[Records from a collection]
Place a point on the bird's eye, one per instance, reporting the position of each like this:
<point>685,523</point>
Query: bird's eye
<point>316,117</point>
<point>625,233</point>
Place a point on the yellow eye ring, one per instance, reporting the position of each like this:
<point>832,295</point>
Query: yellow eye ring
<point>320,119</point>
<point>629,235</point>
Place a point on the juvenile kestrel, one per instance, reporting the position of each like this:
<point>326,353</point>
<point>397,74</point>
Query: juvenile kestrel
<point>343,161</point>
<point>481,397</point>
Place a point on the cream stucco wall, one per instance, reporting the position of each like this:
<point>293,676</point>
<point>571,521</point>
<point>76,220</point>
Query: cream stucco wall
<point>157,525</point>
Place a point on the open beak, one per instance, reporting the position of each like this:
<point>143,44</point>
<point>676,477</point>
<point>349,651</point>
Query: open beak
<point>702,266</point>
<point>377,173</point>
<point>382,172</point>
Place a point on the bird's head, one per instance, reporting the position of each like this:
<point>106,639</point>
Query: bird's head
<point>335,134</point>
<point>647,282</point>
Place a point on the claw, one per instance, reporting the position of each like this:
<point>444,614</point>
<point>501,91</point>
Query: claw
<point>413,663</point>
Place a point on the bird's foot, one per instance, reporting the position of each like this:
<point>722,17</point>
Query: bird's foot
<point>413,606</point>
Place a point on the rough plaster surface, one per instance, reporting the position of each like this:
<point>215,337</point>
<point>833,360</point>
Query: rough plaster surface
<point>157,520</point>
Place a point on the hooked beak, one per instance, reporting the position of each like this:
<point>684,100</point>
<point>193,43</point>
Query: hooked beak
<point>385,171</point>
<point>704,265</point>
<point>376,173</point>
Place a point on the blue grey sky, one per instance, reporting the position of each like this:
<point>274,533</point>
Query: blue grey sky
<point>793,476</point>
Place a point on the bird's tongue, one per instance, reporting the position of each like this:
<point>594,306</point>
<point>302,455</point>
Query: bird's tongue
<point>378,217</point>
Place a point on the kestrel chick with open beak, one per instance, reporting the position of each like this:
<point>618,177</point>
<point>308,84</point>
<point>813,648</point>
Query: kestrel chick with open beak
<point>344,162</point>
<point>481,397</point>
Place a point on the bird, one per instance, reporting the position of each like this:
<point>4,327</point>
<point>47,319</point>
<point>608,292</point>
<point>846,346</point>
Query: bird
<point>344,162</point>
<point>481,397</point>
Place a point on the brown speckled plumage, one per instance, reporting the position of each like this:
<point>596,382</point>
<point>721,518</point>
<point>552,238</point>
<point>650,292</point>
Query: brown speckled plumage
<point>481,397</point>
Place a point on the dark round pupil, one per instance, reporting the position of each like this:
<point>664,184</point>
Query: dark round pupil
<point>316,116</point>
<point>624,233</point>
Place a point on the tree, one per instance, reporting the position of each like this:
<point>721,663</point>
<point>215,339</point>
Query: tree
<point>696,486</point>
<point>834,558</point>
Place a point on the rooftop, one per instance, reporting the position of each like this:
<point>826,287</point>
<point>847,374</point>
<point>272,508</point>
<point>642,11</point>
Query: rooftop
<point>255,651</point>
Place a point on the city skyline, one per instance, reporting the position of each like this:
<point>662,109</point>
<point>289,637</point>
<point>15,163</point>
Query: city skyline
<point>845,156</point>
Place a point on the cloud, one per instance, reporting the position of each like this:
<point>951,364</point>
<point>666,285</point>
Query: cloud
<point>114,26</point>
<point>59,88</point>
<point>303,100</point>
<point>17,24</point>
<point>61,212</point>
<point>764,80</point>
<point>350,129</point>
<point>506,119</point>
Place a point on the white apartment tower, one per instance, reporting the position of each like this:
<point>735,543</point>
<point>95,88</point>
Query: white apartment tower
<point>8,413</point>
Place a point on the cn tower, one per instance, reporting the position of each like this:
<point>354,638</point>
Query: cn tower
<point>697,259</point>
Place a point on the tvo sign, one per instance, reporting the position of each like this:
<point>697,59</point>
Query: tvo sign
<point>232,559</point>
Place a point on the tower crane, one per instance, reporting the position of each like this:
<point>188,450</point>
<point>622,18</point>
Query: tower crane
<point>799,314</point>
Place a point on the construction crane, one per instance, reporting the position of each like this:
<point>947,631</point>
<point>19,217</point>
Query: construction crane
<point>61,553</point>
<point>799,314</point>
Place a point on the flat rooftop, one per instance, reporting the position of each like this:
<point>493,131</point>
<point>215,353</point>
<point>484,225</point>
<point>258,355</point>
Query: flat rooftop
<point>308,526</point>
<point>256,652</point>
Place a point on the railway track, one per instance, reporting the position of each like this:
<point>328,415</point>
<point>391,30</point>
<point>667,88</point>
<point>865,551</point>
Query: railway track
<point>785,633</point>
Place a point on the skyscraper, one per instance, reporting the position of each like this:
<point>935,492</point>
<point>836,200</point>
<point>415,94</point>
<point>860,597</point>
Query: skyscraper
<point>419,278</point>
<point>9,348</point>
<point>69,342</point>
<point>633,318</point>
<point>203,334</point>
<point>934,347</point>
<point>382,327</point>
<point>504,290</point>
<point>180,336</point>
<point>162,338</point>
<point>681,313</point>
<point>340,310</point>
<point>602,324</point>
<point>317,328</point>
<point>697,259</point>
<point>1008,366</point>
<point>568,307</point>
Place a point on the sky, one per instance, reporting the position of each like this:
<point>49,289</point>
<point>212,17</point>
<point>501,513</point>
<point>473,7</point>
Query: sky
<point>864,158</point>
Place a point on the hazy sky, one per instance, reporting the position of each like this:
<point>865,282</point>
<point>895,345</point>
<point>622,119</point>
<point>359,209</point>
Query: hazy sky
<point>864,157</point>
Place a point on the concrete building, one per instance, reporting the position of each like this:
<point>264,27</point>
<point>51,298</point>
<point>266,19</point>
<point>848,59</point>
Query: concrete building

Exercise description
Only one stretch of the entries above is wanted: the lines from the one containing "Query: white apartment tower" through the one containing "Place a point on the tower". Please reproduce it exactly.

Solution to this exercise
Query: white apartment tower
<point>8,413</point>
Place a point on the cn tower, one per instance, reporting the position of each like this:
<point>354,638</point>
Query: cn tower
<point>697,259</point>
Place a point on the tvo sign, one per instance, reporting the position of each like this:
<point>697,59</point>
Query: tvo sign
<point>232,559</point>
Place a point on the tower crane, one per instance, reporting the position of each like this:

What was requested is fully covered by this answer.